→ WHAT YOU SHOULD DO
Transcribe the entries below without alteration.

[Opening LISTED RECORDS section]

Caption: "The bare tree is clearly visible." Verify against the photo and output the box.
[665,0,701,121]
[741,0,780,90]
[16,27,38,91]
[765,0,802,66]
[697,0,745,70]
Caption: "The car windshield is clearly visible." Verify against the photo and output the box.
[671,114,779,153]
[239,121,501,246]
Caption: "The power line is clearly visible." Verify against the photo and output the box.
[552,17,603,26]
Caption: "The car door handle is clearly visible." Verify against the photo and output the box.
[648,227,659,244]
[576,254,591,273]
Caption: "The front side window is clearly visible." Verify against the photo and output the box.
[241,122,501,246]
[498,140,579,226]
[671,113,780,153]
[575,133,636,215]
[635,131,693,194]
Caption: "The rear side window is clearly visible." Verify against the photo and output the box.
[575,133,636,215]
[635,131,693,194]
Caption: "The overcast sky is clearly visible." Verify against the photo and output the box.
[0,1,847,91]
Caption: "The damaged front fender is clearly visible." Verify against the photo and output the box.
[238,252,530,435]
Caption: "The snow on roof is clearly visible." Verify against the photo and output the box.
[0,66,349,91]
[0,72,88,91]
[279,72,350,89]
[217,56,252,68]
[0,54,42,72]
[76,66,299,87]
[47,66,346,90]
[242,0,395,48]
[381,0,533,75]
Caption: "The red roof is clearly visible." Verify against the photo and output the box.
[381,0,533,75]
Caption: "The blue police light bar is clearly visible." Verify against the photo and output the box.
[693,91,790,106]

[Closing LISTED RECORDS section]

→ TASK SOLUTION
Caption: "The bare tree is clearly visible." Verify against the photo and output the box.
[665,0,701,121]
[741,0,780,90]
[16,27,38,91]
[765,0,802,66]
[697,0,745,70]
Caption: "The car windshield is clearly visible." Verify against the photo and output the box.
[671,114,779,153]
[239,121,501,246]
Caption: "The power line is clearly visible." Verify against the photo and output the box.
[552,17,603,26]
Caption: "The car door handle is clearly visible." Verify against the photo and output the box.
[648,227,659,244]
[576,254,591,273]
Caption: "The front side window is clearly visible." Verify against the photo and output the box.
[241,122,501,246]
[498,140,579,226]
[671,113,780,153]
[575,133,636,215]
[635,131,693,194]
Caption: "The rear side window is clearly visible." Verify against the photo and output the box.
[575,133,636,215]
[635,131,693,194]
Caption: "The overcast sky is clearly visible." Verify against the photo and output the box.
[0,1,847,91]
Caption: "The damaged front fender is clearly visible." Verify against the photo and output the box.
[238,252,530,435]
Caption: "The snow on roof is clearly visible." Verify against the photo and output the box.
[0,66,349,91]
[0,72,88,91]
[279,72,350,89]
[217,56,252,68]
[0,54,42,72]
[76,66,299,87]
[47,66,346,90]
[242,0,395,48]
[381,0,533,75]
Caption: "The red roof is clearly visible." Verify against the photo and output the box.
[381,0,533,75]
Caption: "The blue police light bar is clearly visible." Verify against the photo and output the box.
[693,91,790,106]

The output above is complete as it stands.